— Vos consignes —
• a. Relevez toutes les personnes citées par leur nom dans l'extrait sur le voyage de Pasolini en Inde.
• b. D'après l'extrait sur le voyage de Pasolini en Inde, à quelle occasion Pasolini, Moravia et Morante sont-ils invités ?
• c. Prolongez l'extrait sur le voyage de Pasolini en Inde à partir de sa dernière phrase.

— Extrait du document —
-=-=-=-=-
En 1961, l’écrivain italien Pier Paolo Pasolini traduit d’une plume forte et pleine de rondeurs le ressenti de son premier regard sur l’Inde qu’il découvre lors d’un voyage (toutefois très confortable) avec Alberto Moravia et Elsa Morante invités pour la commémoration du poète Tagore.
Avec talent, il puise dans les visages, les paysages et les sons pour rendre compte de son ressenti. Sa perception met son intelligence et son empathie au service d’une analyse juste et humaine de ce pays qui ne laisse jamais personne indifférent.
Des notes dans un carnet de voyage aux sensations qui s’offrent à son regard le long d’un parcours touristique en Dodge : Bombay, Calcutta, le temple de Kali, Khajuraho, Bénarès, Cochin, l’État de Kerala, Delhi, la cité morte d’Agra avec ses somptueux palais intacts en briques rosâtres et arabesques en marbre où on est prisonnier d’un guide et de la foule des mendiants pour qui on n’a jamais suffisamment de roupies à donner.
-=-=-=-=-
— Données affichées —

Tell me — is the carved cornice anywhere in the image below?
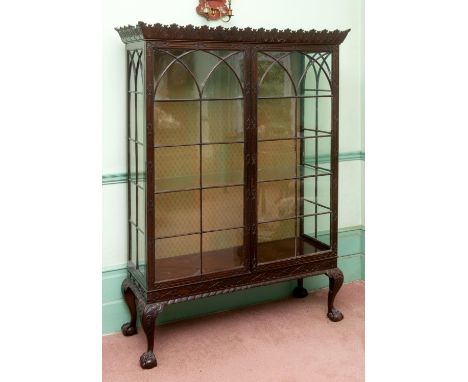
-=-=-=-=-
— Corrigé —
• a. Pier Paolo Pasolini, Alberto Moravia, Elsa Morante, Tagore

• b. Pour la commémoration du poète Tagore.

• c.
Il s’étonne, s’émerveille de douceurs, des couleurs, se scandalise de la misère suintant à chaque pas, chaque regard, s’épouvante de la vie qui a toutes les caractéristiques de l’insupportable sous la menace continuelle du typhus, du choléra, de la peste et de la variole.
Il vole au secours d’un enfant des rues
«Chaque fois qu'en Inde on laisse une personne, on a l'impression d'abandonner un moribond qui va se noyer au milieu des épaves d'un naufrage.»
Il laisse l’enfant à un prêtre catholique hollandais désabusé qui ‘vide la mer avec un dé à coudre’. Le regard de l’enfant qu’il abandonne à son sort, le culpabilise…
Il rôde la nuit autour des hôtels de luxe qui l’abritent, il veut comprendre, savoir ce rapport aux castes qui nous est inconnu en occident, analyse, déduit, repère les traditions du peuple, compare la bourgeoisie indienne à la nôtre, critique et méprise ce Rotary Club, s’émeut devant Sœur Thérésa qu’il rencontre à Calcutta, pique Nehru le ‘trop’ brahmane, est renvoyé à sa religion en voyant cet homme qui les suit dans la banlieue de Gwalior avec un visage de Saint Sébastien au sourire douloureux.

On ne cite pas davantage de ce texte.